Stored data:
○ ○ ○ ○ ○ ○ ○

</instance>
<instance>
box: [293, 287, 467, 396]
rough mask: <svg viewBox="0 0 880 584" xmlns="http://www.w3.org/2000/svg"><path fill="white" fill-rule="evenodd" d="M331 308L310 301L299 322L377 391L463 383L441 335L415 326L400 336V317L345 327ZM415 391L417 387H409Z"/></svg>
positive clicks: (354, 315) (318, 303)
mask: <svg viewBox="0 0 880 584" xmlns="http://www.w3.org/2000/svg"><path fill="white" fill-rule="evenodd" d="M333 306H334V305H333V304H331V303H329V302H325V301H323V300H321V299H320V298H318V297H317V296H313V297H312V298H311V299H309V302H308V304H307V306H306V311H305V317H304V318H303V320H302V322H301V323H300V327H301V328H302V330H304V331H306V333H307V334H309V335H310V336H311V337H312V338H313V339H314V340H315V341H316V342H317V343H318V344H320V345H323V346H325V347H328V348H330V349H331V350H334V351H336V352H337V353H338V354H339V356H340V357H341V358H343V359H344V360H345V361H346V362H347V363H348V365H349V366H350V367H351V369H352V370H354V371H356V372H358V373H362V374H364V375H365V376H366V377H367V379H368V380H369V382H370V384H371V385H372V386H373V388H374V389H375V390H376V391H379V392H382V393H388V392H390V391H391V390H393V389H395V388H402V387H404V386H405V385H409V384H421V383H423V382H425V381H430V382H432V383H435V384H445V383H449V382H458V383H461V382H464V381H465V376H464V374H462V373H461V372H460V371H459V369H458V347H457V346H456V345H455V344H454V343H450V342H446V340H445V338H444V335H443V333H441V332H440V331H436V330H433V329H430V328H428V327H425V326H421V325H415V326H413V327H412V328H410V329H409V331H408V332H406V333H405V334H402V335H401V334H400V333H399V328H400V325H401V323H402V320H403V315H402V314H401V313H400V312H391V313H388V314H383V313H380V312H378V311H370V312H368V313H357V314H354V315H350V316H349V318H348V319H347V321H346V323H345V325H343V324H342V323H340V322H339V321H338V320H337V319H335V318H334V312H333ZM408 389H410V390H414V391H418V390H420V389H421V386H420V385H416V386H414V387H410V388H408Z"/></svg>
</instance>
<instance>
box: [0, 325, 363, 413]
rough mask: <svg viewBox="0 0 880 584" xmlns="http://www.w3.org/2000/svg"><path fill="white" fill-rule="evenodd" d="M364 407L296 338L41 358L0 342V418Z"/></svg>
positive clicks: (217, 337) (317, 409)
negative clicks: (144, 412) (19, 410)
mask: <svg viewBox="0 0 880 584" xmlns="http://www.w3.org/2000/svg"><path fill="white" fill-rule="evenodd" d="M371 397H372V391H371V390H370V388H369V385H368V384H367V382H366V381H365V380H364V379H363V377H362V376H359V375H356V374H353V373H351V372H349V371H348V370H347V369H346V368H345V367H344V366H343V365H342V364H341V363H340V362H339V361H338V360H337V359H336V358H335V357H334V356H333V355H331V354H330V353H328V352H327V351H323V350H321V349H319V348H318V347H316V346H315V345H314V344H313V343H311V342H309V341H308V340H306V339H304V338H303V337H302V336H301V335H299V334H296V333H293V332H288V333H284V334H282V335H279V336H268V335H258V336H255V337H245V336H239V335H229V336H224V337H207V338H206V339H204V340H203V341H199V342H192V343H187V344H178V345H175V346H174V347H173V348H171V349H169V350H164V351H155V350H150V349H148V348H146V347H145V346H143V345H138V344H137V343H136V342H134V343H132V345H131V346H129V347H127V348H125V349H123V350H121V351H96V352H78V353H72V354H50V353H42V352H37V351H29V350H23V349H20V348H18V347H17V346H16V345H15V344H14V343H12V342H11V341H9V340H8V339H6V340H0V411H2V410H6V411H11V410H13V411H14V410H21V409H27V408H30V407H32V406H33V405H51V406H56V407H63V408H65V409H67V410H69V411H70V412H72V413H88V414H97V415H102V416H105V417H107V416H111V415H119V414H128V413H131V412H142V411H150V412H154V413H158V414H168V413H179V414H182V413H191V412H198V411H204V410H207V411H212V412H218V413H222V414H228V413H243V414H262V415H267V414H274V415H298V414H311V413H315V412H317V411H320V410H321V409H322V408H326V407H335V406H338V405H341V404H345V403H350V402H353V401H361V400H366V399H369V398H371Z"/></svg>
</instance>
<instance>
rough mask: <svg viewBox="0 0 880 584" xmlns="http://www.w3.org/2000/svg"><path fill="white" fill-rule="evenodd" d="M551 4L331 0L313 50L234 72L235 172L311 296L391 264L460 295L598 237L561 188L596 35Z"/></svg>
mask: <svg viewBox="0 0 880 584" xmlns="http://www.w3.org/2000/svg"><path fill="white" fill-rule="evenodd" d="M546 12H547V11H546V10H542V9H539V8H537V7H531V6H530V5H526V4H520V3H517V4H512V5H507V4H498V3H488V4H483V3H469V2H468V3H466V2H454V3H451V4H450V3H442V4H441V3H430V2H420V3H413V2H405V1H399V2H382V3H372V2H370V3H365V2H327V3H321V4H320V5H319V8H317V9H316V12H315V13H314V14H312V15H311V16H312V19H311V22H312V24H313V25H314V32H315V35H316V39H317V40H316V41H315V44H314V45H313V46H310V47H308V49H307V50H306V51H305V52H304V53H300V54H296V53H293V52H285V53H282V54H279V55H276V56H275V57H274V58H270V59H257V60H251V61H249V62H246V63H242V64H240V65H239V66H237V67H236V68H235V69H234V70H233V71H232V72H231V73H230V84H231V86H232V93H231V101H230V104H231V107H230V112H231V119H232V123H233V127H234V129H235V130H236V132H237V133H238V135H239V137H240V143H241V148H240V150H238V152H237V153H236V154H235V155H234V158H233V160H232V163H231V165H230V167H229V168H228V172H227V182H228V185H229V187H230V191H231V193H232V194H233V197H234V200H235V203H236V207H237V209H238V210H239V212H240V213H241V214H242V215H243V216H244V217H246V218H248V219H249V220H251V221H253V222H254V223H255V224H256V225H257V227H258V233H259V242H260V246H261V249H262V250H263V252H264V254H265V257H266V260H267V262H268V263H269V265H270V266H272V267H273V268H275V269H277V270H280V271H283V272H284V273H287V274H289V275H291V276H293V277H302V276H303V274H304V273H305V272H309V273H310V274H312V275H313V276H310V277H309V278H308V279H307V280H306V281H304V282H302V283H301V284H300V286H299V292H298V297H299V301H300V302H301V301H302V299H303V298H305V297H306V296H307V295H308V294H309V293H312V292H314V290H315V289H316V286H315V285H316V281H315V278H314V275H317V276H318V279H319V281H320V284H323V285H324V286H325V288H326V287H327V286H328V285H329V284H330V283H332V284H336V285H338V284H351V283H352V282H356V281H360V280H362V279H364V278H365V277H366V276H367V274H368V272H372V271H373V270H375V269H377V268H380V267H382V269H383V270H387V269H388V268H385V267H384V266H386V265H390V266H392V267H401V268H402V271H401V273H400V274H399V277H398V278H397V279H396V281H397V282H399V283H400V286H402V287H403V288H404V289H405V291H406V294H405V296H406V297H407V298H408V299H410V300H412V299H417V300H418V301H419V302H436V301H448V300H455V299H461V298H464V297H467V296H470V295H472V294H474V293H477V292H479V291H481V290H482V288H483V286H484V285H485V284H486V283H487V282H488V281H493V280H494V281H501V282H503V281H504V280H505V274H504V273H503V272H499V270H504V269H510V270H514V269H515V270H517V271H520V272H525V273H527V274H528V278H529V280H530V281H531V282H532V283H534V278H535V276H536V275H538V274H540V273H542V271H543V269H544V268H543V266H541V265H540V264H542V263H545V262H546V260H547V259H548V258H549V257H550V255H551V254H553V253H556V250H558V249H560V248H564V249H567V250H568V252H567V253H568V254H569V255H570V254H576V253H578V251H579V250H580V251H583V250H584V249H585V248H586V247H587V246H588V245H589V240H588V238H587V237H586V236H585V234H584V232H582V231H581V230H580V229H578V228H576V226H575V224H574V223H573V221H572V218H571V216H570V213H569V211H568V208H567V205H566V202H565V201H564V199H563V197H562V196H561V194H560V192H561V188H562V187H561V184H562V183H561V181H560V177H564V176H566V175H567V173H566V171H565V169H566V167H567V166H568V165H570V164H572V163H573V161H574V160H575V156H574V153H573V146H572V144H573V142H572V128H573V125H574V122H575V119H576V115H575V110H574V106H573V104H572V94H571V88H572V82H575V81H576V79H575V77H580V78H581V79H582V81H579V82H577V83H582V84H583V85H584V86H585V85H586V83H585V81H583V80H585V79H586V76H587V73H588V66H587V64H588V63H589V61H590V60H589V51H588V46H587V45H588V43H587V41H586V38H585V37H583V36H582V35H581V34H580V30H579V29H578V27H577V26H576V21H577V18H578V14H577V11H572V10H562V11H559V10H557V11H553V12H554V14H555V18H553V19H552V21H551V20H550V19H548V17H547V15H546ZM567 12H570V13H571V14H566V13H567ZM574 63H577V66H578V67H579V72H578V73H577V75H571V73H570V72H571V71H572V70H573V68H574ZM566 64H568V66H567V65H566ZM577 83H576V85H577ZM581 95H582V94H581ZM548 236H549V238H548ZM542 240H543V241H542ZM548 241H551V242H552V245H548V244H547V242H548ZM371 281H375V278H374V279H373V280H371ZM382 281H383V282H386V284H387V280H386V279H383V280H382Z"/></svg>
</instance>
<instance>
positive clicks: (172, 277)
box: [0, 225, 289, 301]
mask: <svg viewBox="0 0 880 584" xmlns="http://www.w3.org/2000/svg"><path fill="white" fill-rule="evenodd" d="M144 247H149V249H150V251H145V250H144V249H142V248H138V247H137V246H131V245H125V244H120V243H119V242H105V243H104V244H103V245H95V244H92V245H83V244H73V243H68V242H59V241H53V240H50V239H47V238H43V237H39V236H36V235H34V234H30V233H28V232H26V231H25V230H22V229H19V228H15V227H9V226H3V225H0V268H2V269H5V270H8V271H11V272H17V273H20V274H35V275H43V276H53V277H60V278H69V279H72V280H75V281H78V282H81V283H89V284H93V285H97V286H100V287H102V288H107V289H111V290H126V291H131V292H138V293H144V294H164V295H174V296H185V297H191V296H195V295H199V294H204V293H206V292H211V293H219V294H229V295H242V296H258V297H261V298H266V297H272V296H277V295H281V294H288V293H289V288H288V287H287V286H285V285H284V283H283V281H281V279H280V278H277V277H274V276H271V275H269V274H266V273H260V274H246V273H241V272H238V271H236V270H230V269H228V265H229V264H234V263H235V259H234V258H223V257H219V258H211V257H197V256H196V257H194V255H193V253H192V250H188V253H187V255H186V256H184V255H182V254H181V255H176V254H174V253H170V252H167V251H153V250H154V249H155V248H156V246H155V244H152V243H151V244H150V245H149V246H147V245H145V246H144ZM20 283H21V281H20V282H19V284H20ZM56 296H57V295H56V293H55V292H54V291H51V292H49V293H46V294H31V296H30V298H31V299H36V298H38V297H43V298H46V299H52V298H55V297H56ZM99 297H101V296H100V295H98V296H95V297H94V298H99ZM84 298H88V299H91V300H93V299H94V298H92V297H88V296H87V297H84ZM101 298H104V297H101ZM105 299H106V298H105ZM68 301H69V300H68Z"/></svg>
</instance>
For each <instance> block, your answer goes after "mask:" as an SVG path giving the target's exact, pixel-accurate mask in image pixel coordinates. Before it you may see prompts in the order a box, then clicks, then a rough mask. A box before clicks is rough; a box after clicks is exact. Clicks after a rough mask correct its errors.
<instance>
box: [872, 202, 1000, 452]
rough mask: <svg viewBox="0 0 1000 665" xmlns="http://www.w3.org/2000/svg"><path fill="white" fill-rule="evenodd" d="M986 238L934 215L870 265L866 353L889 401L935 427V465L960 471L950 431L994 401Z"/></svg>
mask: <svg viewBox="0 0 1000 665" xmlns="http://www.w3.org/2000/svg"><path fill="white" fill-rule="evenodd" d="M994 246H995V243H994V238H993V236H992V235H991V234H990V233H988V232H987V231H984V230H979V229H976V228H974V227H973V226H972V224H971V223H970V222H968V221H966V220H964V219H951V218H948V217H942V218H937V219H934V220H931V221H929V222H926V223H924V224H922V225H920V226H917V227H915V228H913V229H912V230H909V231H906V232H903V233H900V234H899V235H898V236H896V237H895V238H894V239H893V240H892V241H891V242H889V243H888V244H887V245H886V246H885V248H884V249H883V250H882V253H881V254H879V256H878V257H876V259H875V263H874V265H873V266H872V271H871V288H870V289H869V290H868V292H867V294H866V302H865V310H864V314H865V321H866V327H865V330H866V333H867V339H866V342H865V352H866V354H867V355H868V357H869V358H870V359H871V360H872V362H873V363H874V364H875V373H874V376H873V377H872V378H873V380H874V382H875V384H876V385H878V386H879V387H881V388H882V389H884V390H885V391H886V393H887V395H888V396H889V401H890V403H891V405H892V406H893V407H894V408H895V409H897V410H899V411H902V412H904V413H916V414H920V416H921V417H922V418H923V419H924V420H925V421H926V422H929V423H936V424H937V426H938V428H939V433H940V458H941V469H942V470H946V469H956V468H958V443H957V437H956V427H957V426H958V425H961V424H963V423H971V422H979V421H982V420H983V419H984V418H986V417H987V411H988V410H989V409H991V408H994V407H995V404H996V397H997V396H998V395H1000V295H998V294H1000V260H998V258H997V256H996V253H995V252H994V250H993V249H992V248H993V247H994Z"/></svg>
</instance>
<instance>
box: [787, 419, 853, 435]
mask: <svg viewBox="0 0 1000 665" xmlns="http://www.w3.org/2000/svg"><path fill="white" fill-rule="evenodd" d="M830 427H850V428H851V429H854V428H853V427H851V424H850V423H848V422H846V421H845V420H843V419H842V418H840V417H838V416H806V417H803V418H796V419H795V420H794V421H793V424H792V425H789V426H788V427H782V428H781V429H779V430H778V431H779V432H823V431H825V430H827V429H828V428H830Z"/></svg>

○ ○ ○ ○ ○ ○ ○

■ **AIM OF THE EXERCISE**
Exactly as written, please reproduce the lines from the first line of the data to the line containing "308L310 301L299 322L377", inclusive, and nothing else.

■ **OUTPUT**
</instance>
<instance>
box: [293, 287, 467, 396]
rough mask: <svg viewBox="0 0 880 584" xmlns="http://www.w3.org/2000/svg"><path fill="white" fill-rule="evenodd" d="M331 308L310 301L299 322L377 391L463 383L441 335L415 326L400 336V317L345 327ZM415 391L417 387H409Z"/></svg>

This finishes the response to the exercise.